• _TEXTAUSZUG_

· · · · ·

Wasserwerfer und Tränengas hielten die aggressivsten Hooligans davon ab, den Polizeikordon zu durchbrechen und den fröhlich, wenn auch etwas bange zur Musik tanzenden Demonstranten ihre Regenbogen-Fahnen zu entreißen.

Besonders empörte sie, dass sich einer der schwulen Demonstranten eine weiß-rote Flagge Polens umgehängt hatte. Doch die Polizei ging in Zweierreihe neben ihm her, so dass ihm kein Haar gekrümmt wurde.

Am Samstag-Nachmittag bilanziert die Polizeisprecherin: „Es gibt acht leicht verletzte Polizisten und 21 verhaftete Gegendemonstranten. Davon werden sich 16 vor Gericht verantworten müssen, die anderen kommen mit Verwarnungen und Geldstrafen davon.“

Lublins erstes Mal

Insgesamt sei der Einsatz erfolgreich gewesen. Keinem Teilnehmer der Gleichheitsparade sei etwas zugestoßen, und auch keinem Bürger Lublins oder Touristen, die einfach nur den herrlichen Sonnentag genießen wollten.

· · · · ·

• _AUFGABEN_
A - Wie viele Gegendemonstranten wurden laut der Polizeisprecherin im Textauszug verhaftet?
B - Entnehmen Sie dem Textauszug wortgetreu die Passage zwischen „Lublins erstes Mal“ und „Sonnentag genießen wollten.“, beide eingeschlossen.

• _VORLIEGENDE DATEN_
· · · · ·

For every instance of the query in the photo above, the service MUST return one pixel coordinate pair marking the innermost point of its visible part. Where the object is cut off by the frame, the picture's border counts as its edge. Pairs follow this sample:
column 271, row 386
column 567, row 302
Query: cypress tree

· · · · ·

• _LÖSUNGEN_
A - 21 Gegendemonstranten wurden verhaftet.

B -
Lublins erstes Mal

Insgesamt sei der Einsatz erfolgreich gewesen. Keinem Teilnehmer der Gleichheitsparade sei etwas zugestoßen, und auch keinem Bürger Lublins oder Touristen, die einfach nur den herrlichen Sonnentag genießen wollten.